The problem
Return each line of the listing below that contains the string "ornament". Only matches with the same capitalization count.

Given data
## start

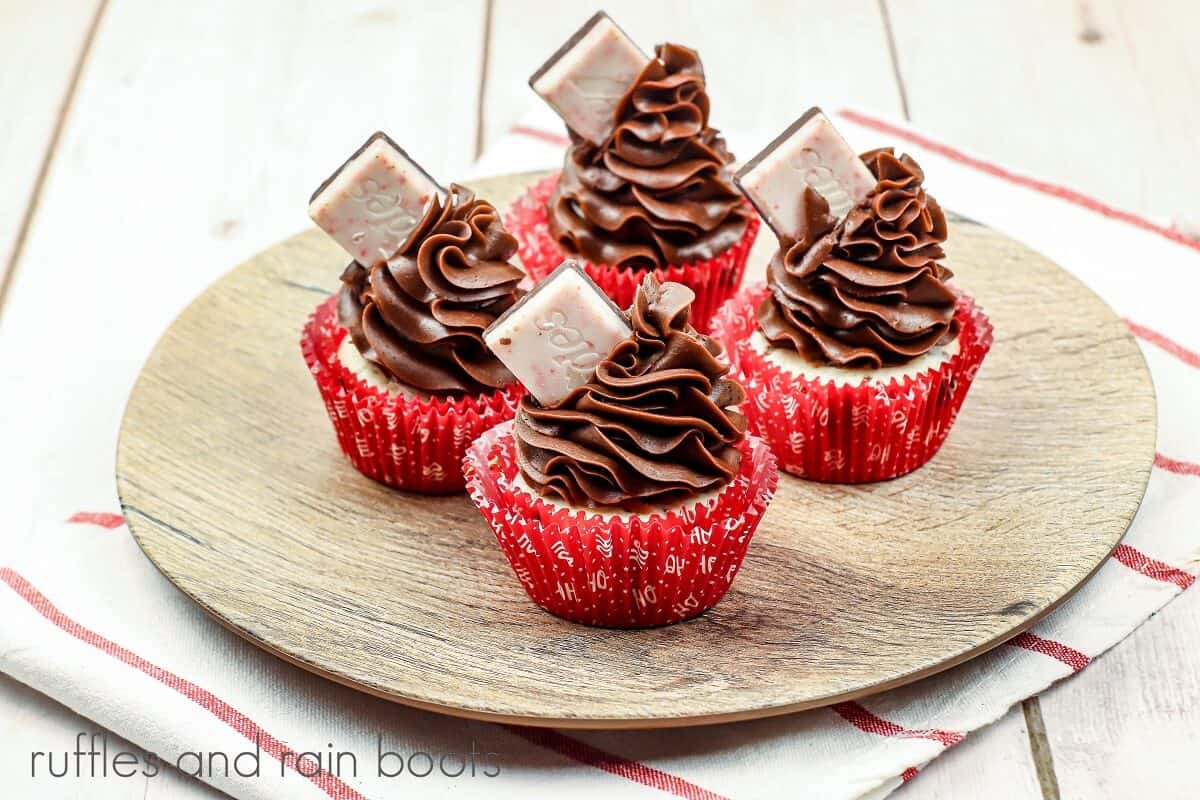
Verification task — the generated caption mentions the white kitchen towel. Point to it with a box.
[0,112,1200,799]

## end
## start

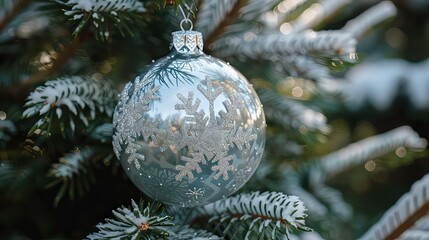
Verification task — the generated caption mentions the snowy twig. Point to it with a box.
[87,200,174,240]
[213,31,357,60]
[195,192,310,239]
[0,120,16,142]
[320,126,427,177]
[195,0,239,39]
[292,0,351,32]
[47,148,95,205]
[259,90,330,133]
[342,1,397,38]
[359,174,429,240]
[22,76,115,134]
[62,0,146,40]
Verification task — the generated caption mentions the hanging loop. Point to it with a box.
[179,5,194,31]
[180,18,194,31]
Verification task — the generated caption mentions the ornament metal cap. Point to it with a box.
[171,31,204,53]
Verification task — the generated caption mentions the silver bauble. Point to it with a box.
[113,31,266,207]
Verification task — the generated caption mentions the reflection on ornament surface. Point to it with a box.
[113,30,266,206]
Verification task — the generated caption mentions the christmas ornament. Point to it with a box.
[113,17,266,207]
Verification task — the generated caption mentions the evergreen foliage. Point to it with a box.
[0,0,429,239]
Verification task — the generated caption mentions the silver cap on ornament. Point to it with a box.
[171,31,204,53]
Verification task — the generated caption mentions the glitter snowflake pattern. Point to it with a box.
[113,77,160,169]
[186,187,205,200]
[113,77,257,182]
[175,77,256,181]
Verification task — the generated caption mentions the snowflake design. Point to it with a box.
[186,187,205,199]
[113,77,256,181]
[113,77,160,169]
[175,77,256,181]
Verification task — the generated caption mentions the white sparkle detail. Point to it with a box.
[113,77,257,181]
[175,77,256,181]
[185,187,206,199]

## end

Completed exercise
Verification task — the generated caption mentions the ornament metal cap. Point to it with a box.
Verification task — the generated caption mentions the reflection on ornament surface. Point to it with a box.
Verification task — the generated caption mentions the christmas ornament. Point to it with a box.
Verification task — the generated caption mentions the silver cap on ornament. Point to it with a box.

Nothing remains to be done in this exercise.